Data to examine
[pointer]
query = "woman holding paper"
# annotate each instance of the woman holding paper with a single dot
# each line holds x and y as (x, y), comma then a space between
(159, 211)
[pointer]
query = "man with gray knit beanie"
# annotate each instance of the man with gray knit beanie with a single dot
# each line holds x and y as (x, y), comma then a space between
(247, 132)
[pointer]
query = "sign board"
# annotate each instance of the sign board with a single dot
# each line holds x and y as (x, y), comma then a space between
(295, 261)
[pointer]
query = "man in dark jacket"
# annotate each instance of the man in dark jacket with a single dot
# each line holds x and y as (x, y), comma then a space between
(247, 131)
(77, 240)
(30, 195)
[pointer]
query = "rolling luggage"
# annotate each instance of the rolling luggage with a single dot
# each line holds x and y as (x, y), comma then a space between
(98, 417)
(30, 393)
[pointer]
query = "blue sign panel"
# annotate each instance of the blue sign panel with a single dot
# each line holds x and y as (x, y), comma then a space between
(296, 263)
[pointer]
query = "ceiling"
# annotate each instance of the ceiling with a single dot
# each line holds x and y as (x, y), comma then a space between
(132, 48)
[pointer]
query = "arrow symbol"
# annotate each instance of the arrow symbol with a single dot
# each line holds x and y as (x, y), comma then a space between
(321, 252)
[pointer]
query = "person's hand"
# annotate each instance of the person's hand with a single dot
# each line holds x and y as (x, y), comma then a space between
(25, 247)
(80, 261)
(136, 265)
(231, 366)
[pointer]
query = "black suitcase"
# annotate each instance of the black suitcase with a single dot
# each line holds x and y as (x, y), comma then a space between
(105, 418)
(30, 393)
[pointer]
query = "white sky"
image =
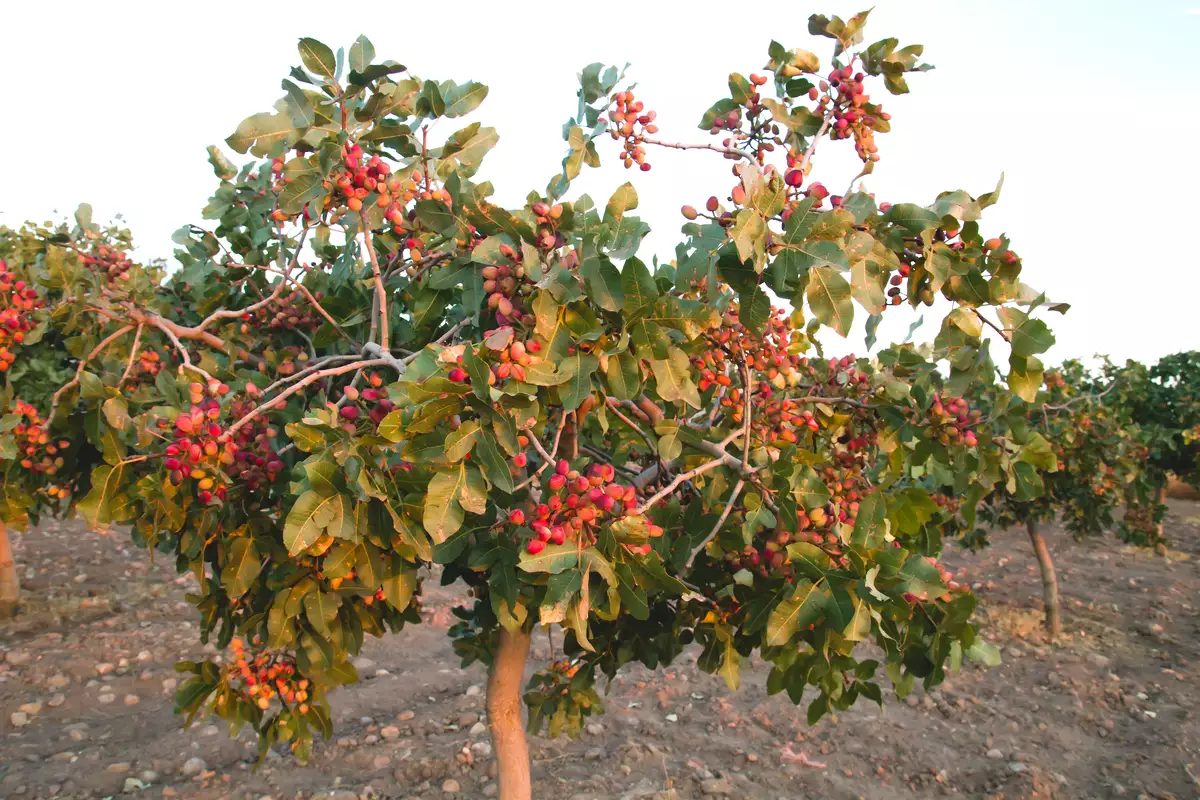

Exercise aim
All of the data should come back exactly as written, but without pictures.

Solution
[pointer]
query = "woman holding paper"
# annotate each instance of the woman holding paper with a single dot
# each line holds x and y as (x, y), comma then a space between
(159, 211)
[pointer]
query = "man with gray knit beanie"
# annotate each instance of the man with gray knit beanie with a single dot
# each line holds x and y as (x, y), comma then a space between
(247, 132)
[pointer]
query = "sign board"
# annotate each instance of the sign board with a single dot
# each line holds x and y as (x, y), comma then a space between
(295, 261)
[pointer]
query = "man in dark jacket"
# annotate each instance of the man in dark jacket with a single dot
# each line holds x and y as (x, y), comma then a space between
(247, 131)
(77, 240)
(30, 195)
[pointer]
query = "rolling luggage"
# annotate each instance of the rolling luggage with a single dot
# each line holds x and y as (x, y), comma then a space between
(98, 417)
(30, 393)
[pointer]
query = "blue sign panel"
# annotate each instance of the blue sign panel with a single dot
# each line holds x and y as (x, y), comma then a space between
(296, 263)
[pointer]
query = "ceiling"
# annotate each instance of the ceiling with a single dot
# each line holds x and y as (x, y), comma then a space between
(132, 48)
[pointer]
query = "arrow symbol"
# annotate each instance of the arrow symbol with a single dot
# each line holds x and y as (x, y), comma then a space between
(321, 252)
[pointer]
query = "person's hand"
# annotate each instance of the person's hand with a single dot
# each line holds x and y as (x, y), comma then a space between
(25, 247)
(80, 261)
(136, 265)
(231, 366)
[pointer]
query = "black suitcase"
# annotate each instance of the black suitcase with a single dot
# each line holds x and y as (x, y), comma then a space between
(105, 418)
(30, 393)
[pointer]
query = "white sky"
image =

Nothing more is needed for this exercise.